- 抜粋 -
久しぶりの分析:リーグHジークスター東京vs福井永平寺ブルーサンダー

リーグH2024-2025

このところなかなか時間が取れず、隙間時間で何とかリーグHの試合動画を見ているものの、分析するほどの時間を取れず久々の分析。(日本選手権の決勝はデータ入力までは終わっているものの詳細分析はできずじまいという中途半端な状態になりそう、、、)
年末~年度末はバタバタしているのであまりハンドボールに時間が割けないのが悔しい、、、

スケジュールに空きができてきたので、分析にも時間を割きつつ試合を見ることができているのですが、首位をひた走ってきていたジークスターの勝敗についての関心が高い今日この頃です。

直近の数試合を見てもこの福井永平寺線では予想外のジャイアントキリングをされちゃったり、直後の大崎オーソル戦では決して相性の良くない相手にも関わらず勝ち切って復調してたり、5/6にはブレイブキングスとの大一番を控えていたり。

今回は惜しくも敗戦してしまった福井永平寺ブルーサンダーとの試合を分析してみようと思います。

ジークスターにとって痛い敗戦であったことが分かるデータ

シュート全体に関するデータを見てみると、ジークスターの方が枠内シュートを8本多く打てていることがわかります。これを得点という結果につなげられていればこの試合の勝者はジークスターだったと思われます。もったいない。

シュートシーン別に見てみると、ジークスターのシュートはディスタンスは18本中10得点の55.5%と高くもなく低くもなくまずまずの得点数&得点率となっているのに、ブレイクスルー、ピヴォット、ウィングの得点率が低くなってしまっていました。

一方で福井永平寺ブルーサンダーのディスタンスをブロック本数6本というDF陣の貢献もあり18本中10得点の33.3%に抑えられており、この点はセオリー通りだったように見受けられます。

ジークスターの敗因を深掘り

GKの差は否めない

この試合でジークスターが痛かったのは、今シーズン絶好調の岩下選手がコンディション不良により欠場していたことでした。
福井永平寺ブルーサンダーのGK境選手が大活躍しているのに対して、ジークスターのGK陣は選手交代をしながら総力で対抗するものの、及第点とは言えない結果になっていたのではないでしょうか。

ブルーサンダーGKのセーブ率(セーブ数/枠内シュート)は47.4%とGKの活躍だけで試合を決定づけるような結果でした。

一方でジークスターGKのセーブ率は24.1%とやや物足りない結果となっています。

さらに細かくエリア別、シュート種別のセーブ率を見てみると、ほとんどのエリア、シュート種別で赤で示したジークスターGK陣のセーブ率よりも青で示したブルーサンダーのGK陣の方がセーブ率が高いといった結果になっていました。

GKとの1対1のシーンでの決定力不足が課題か

セットオフェンスでGKとの1対1のシチュエーションの決定率が低く、この試合で勝敗を分けたポイントになっていました。

データセットからの抜粋
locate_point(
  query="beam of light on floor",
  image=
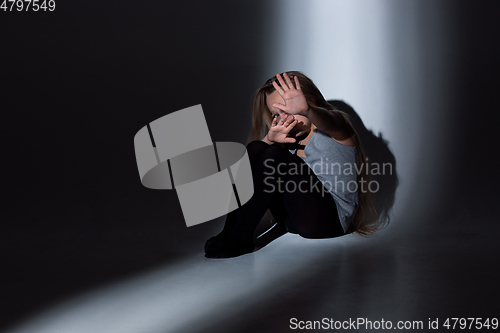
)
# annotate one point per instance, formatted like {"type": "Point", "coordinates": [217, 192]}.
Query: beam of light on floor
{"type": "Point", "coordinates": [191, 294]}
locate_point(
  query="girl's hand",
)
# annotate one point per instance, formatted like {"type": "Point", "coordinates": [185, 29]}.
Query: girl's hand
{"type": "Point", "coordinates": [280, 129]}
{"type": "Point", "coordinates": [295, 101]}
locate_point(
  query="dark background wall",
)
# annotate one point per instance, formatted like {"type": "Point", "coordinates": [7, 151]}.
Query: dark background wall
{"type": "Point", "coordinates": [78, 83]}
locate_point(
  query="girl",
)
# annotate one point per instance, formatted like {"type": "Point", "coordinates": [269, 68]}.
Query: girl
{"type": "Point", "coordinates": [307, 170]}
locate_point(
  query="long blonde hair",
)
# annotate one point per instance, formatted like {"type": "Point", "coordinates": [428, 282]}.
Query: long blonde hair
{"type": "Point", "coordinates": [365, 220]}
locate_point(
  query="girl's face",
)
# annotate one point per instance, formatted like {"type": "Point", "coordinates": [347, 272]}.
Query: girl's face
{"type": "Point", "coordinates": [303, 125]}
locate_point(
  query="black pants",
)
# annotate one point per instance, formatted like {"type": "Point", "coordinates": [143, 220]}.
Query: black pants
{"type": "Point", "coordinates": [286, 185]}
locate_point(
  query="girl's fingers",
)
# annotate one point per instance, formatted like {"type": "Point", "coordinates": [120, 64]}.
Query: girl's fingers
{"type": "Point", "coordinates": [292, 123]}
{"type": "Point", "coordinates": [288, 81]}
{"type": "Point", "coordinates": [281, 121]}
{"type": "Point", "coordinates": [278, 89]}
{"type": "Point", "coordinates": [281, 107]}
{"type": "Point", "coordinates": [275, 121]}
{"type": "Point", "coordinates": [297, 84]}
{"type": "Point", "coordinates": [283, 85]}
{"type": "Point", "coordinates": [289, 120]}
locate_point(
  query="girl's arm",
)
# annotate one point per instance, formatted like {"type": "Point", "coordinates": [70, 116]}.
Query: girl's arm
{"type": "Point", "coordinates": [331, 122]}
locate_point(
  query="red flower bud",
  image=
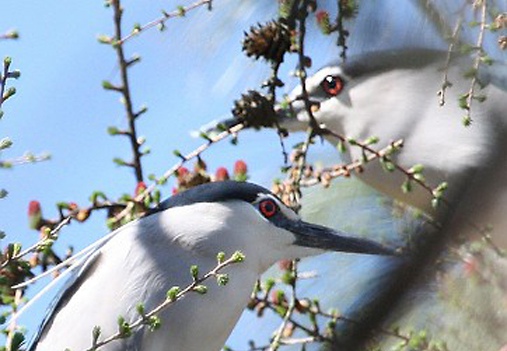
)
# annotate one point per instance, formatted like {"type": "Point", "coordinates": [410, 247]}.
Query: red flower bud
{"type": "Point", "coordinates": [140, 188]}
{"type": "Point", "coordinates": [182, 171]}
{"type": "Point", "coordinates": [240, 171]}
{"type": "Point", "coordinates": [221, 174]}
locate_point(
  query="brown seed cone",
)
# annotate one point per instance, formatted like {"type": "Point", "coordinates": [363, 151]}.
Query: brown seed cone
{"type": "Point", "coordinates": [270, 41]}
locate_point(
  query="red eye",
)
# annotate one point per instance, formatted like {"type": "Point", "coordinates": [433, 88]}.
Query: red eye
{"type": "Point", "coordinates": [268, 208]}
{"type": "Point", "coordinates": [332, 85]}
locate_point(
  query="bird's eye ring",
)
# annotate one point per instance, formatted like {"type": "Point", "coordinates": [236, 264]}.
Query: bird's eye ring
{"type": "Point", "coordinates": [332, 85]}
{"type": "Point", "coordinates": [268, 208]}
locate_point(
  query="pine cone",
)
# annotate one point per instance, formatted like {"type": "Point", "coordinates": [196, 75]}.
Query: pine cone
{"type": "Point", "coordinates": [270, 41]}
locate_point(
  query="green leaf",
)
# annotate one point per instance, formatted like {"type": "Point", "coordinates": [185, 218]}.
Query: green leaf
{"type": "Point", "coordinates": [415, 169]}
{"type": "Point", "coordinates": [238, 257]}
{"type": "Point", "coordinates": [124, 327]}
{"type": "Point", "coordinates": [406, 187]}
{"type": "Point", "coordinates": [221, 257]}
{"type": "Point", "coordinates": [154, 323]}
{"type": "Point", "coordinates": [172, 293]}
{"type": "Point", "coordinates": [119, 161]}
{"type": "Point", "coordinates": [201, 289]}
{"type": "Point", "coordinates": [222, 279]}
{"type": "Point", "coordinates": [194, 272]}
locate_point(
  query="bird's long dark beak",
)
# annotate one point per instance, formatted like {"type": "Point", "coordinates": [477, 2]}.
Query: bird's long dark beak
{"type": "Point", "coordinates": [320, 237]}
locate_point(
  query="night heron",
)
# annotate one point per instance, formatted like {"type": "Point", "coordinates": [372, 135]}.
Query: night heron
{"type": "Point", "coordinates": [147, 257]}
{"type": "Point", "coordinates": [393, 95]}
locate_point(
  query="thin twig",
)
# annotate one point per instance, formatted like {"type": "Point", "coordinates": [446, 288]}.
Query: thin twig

- 課題の指示 -
ハンドボールの試合分析の文章の「ジークスターの敗因を深掘り」から「決定づけるような結果でした。」までを、「コンディション不良」を「負傷」に差し替えて書き直してください。

- 正しい出力 -
ジークスターの敗因を深掘り

GKの差は否めない

この試合でジークスターが痛かったのは、今シーズン絶好調の岩下選手が負傷により欠場していたことでした。
福井永平寺ブルーサンダーのGK境選手が大活躍しているのに対して、ジークスターのGK陣は選手交代をしながら総力で対抗するものの、及第点とは言えない結果になっていたのではないでしょうか。

ブルーサンダーGKのセーブ率(セーブ数/枠内シュート)は47.4%とGKの活躍だけで試合を決定づけるような結果でした。